## Begin Task inputs

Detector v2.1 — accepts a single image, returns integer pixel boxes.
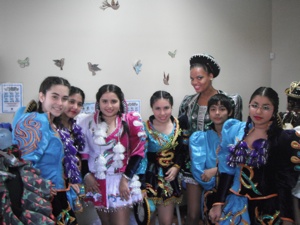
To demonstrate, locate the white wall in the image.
[271,0,300,111]
[0,0,276,122]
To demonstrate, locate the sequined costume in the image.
[13,107,77,224]
[178,90,243,184]
[139,116,184,205]
[214,119,300,225]
[77,111,146,211]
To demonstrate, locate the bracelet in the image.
[83,173,91,181]
[173,164,180,169]
[122,173,131,181]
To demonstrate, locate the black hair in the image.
[69,86,85,104]
[96,84,129,135]
[150,91,173,108]
[244,87,282,140]
[207,94,235,118]
[190,63,214,74]
[38,76,71,113]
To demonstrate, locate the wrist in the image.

## End Task inputs

_Task instructions_
Convert every line of the rows above into a Markdown table with two columns, Number and Entry, numbering the lines in order and omitting blank lines. Leave the pictures out of the answer.

_Result for this exercise_
| Number | Entry |
|---|---|
| 1 | Detector v2.1 — accepts a single image, returns integer pixel boxes. |
| 2 | To demonstrate, locate the white wall in the image. |
| 3 | [271,0,300,111] |
| 4 | [0,0,276,122] |
| 5 | To demonstrate, locate the sequined costume in the image. |
| 6 | [13,107,77,224] |
| 7 | [178,90,243,184] |
| 8 | [139,116,184,205] |
| 9 | [214,119,300,225] |
| 10 | [77,111,146,211] |
| 11 | To demonstrate, locate the bracelet in the image. |
| 12 | [83,173,91,181] |
| 13 | [173,164,180,169] |
| 14 | [122,173,131,181] |
| 15 | To demonstrate, locate the black hair in the image. |
| 16 | [69,86,85,104] |
| 17 | [96,84,129,135] |
| 18 | [150,91,173,108] |
| 19 | [244,87,282,140] |
| 20 | [207,94,235,118] |
| 21 | [190,63,214,74] |
| 22 | [38,76,71,113] |
| 23 | To demonstrate, locate the wrist in the image. |